YOUR OBJECTIVE:
Write out exactly the lines from the one holding "Q: For the photo above, point to the broken" to the last line of the entries, both ends included and nothing else, without the pictures.

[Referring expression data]

● ● ● ● ●

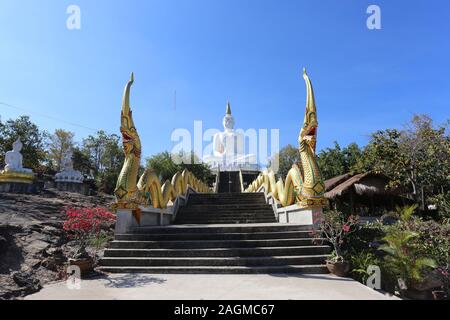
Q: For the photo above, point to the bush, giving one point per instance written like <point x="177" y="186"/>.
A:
<point x="336" y="229"/>
<point x="87" y="226"/>
<point x="360" y="262"/>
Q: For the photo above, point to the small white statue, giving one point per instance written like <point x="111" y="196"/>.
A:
<point x="14" y="159"/>
<point x="229" y="147"/>
<point x="68" y="174"/>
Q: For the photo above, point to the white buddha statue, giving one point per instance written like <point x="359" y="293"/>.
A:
<point x="229" y="147"/>
<point x="68" y="174"/>
<point x="14" y="159"/>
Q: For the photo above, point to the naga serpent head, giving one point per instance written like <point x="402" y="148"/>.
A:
<point x="308" y="132"/>
<point x="130" y="138"/>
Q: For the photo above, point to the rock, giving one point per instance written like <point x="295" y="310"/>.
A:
<point x="3" y="243"/>
<point x="26" y="280"/>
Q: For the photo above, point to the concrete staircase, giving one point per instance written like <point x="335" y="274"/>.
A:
<point x="226" y="208"/>
<point x="247" y="240"/>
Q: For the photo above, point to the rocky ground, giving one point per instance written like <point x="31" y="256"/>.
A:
<point x="33" y="244"/>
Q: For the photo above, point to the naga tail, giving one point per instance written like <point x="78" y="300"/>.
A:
<point x="126" y="188"/>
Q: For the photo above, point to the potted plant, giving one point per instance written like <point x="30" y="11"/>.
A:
<point x="406" y="263"/>
<point x="335" y="228"/>
<point x="84" y="226"/>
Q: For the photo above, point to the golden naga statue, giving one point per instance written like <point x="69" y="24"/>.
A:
<point x="304" y="184"/>
<point x="148" y="191"/>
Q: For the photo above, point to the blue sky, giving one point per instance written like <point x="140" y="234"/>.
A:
<point x="247" y="51"/>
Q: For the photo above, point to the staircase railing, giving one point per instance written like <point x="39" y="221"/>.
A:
<point x="216" y="187"/>
<point x="241" y="180"/>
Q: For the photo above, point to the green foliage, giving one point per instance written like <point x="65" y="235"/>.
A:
<point x="58" y="145"/>
<point x="287" y="156"/>
<point x="403" y="258"/>
<point x="416" y="158"/>
<point x="166" y="166"/>
<point x="105" y="157"/>
<point x="442" y="203"/>
<point x="360" y="262"/>
<point x="405" y="213"/>
<point x="336" y="228"/>
<point x="163" y="165"/>
<point x="336" y="161"/>
<point x="33" y="139"/>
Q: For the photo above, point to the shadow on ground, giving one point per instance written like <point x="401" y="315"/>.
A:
<point x="129" y="280"/>
<point x="310" y="276"/>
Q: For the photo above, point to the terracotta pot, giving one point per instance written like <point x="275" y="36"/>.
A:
<point x="439" y="294"/>
<point x="339" y="268"/>
<point x="415" y="294"/>
<point x="86" y="265"/>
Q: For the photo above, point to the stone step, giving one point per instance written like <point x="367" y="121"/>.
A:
<point x="219" y="221"/>
<point x="219" y="252"/>
<point x="212" y="261"/>
<point x="206" y="218"/>
<point x="219" y="210"/>
<point x="223" y="228"/>
<point x="214" y="236"/>
<point x="224" y="213"/>
<point x="203" y="244"/>
<point x="305" y="269"/>
<point x="229" y="206"/>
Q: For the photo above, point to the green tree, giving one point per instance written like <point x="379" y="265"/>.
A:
<point x="105" y="159"/>
<point x="165" y="166"/>
<point x="287" y="156"/>
<point x="33" y="139"/>
<point x="58" y="145"/>
<point x="416" y="158"/>
<point x="82" y="161"/>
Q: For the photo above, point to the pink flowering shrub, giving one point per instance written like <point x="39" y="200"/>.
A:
<point x="86" y="225"/>
<point x="336" y="228"/>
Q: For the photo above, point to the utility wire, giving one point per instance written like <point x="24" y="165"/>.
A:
<point x="49" y="117"/>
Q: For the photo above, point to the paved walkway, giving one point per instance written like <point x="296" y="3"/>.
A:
<point x="212" y="287"/>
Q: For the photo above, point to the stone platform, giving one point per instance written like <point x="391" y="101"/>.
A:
<point x="19" y="187"/>
<point x="80" y="188"/>
<point x="212" y="287"/>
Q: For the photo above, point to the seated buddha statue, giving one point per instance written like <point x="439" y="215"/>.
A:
<point x="229" y="147"/>
<point x="14" y="170"/>
<point x="14" y="159"/>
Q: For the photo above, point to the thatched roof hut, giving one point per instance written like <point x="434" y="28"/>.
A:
<point x="362" y="193"/>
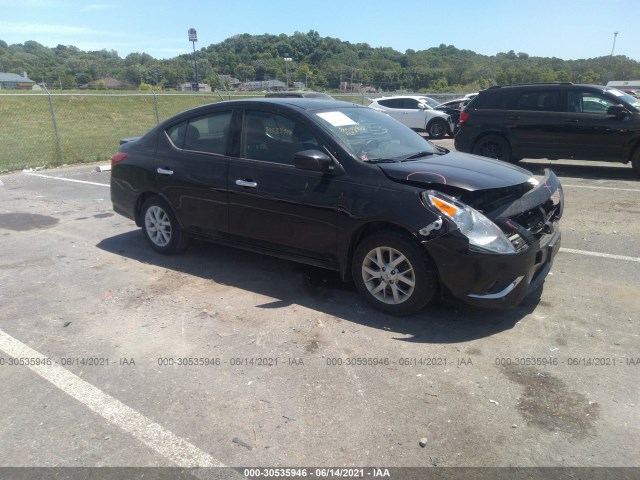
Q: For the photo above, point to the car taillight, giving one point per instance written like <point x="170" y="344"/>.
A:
<point x="117" y="158"/>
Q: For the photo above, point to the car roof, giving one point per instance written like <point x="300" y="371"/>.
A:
<point x="297" y="93"/>
<point x="305" y="103"/>
<point x="547" y="84"/>
<point x="415" y="97"/>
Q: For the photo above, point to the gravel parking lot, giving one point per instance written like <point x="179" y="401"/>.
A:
<point x="114" y="356"/>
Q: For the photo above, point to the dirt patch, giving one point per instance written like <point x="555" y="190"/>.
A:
<point x="21" y="222"/>
<point x="548" y="403"/>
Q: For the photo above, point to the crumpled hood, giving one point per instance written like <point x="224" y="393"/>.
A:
<point x="470" y="172"/>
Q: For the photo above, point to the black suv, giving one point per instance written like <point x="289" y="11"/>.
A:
<point x="552" y="120"/>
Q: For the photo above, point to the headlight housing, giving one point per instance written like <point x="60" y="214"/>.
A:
<point x="480" y="231"/>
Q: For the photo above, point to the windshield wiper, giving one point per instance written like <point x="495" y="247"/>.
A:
<point x="424" y="153"/>
<point x="380" y="160"/>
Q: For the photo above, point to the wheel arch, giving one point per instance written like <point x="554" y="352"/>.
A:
<point x="143" y="197"/>
<point x="365" y="231"/>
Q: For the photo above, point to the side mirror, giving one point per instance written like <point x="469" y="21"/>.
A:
<point x="313" y="160"/>
<point x="617" y="111"/>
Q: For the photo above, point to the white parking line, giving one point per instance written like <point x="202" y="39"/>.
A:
<point x="603" y="255"/>
<point x="170" y="446"/>
<point x="67" y="179"/>
<point x="602" y="188"/>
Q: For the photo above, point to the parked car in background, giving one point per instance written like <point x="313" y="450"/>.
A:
<point x="298" y="94"/>
<point x="416" y="113"/>
<point x="453" y="109"/>
<point x="557" y="120"/>
<point x="344" y="187"/>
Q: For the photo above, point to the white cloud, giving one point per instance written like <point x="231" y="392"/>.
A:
<point x="96" y="7"/>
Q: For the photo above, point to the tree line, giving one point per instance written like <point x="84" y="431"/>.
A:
<point x="320" y="63"/>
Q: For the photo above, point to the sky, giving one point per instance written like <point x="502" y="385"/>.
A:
<point x="567" y="29"/>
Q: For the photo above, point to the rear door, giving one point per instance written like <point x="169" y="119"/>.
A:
<point x="591" y="133"/>
<point x="192" y="169"/>
<point x="536" y="124"/>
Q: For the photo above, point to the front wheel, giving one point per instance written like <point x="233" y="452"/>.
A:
<point x="493" y="146"/>
<point x="437" y="129"/>
<point x="394" y="273"/>
<point x="635" y="161"/>
<point x="161" y="228"/>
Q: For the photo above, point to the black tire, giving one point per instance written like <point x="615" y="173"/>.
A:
<point x="437" y="129"/>
<point x="493" y="146"/>
<point x="161" y="228"/>
<point x="405" y="282"/>
<point x="635" y="161"/>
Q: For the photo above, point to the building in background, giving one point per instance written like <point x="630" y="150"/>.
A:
<point x="13" y="81"/>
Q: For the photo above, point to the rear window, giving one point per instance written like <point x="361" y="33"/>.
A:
<point x="497" y="99"/>
<point x="539" y="101"/>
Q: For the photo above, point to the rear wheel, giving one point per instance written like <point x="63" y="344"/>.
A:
<point x="635" y="161"/>
<point x="437" y="129"/>
<point x="393" y="273"/>
<point x="161" y="228"/>
<point x="493" y="146"/>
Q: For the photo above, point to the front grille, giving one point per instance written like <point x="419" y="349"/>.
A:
<point x="536" y="222"/>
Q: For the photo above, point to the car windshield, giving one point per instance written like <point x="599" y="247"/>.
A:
<point x="625" y="97"/>
<point x="373" y="136"/>
<point x="429" y="101"/>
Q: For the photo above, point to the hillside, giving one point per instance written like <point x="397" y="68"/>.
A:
<point x="319" y="62"/>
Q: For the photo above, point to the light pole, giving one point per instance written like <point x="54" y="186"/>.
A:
<point x="193" y="38"/>
<point x="286" y="68"/>
<point x="615" y="35"/>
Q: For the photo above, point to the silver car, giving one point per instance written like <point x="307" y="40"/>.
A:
<point x="416" y="113"/>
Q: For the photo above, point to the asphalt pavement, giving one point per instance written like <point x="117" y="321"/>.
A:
<point x="114" y="356"/>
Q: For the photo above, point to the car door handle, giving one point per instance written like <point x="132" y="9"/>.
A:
<point x="246" y="183"/>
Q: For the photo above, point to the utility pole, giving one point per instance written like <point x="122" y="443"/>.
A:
<point x="193" y="38"/>
<point x="615" y="35"/>
<point x="286" y="69"/>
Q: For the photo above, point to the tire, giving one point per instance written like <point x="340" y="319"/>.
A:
<point x="161" y="228"/>
<point x="394" y="273"/>
<point x="493" y="146"/>
<point x="635" y="161"/>
<point x="437" y="129"/>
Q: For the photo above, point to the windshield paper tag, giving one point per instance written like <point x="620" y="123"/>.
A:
<point x="337" y="119"/>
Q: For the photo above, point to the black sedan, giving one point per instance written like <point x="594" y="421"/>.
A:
<point x="344" y="187"/>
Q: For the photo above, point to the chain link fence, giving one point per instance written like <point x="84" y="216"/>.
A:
<point x="49" y="129"/>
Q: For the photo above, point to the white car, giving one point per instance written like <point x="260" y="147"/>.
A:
<point x="416" y="113"/>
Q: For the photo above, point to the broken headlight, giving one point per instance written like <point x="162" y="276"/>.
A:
<point x="480" y="231"/>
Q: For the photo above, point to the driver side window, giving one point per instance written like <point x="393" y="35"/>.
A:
<point x="272" y="137"/>
<point x="588" y="102"/>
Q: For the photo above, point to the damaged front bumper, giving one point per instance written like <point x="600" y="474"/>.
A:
<point x="482" y="278"/>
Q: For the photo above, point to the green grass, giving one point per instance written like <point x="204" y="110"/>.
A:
<point x="89" y="125"/>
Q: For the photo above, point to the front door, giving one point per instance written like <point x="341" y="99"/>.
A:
<point x="271" y="202"/>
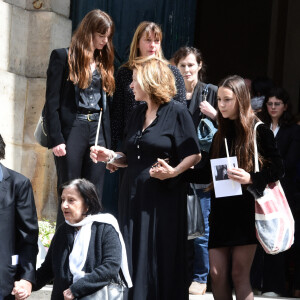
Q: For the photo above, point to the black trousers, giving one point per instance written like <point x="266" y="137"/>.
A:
<point x="77" y="162"/>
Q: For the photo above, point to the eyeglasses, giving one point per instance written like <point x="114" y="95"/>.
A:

● ● ● ● ●

TASK RESPONSE:
Q: For the photo above, point to the broken headlight, giving one point per instance written like <point x="162" y="276"/>.
A:
<point x="480" y="231"/>
Q: For the photo above, point to the driver side window, giving one point per instance written like <point x="393" y="35"/>.
A:
<point x="272" y="137"/>
<point x="588" y="102"/>
Q: For the photo above, point to the damaged front bumper, giving one point per instance written like <point x="600" y="474"/>.
A:
<point x="482" y="278"/>
Q: For the photo above, point to the green grass, giving one point per instance written like <point x="204" y="110"/>.
A:
<point x="89" y="125"/>
Q: For the photo above, point to the front door, giving one point per instance written like <point x="341" y="99"/>.
A:
<point x="271" y="202"/>
Q: For the photo above, point to the black trousers, giving one point per instance written like <point x="266" y="137"/>.
A:
<point x="77" y="162"/>
Q: For the photo above, point to the eyeglasses, giving one point per instance written like <point x="114" y="95"/>.
A:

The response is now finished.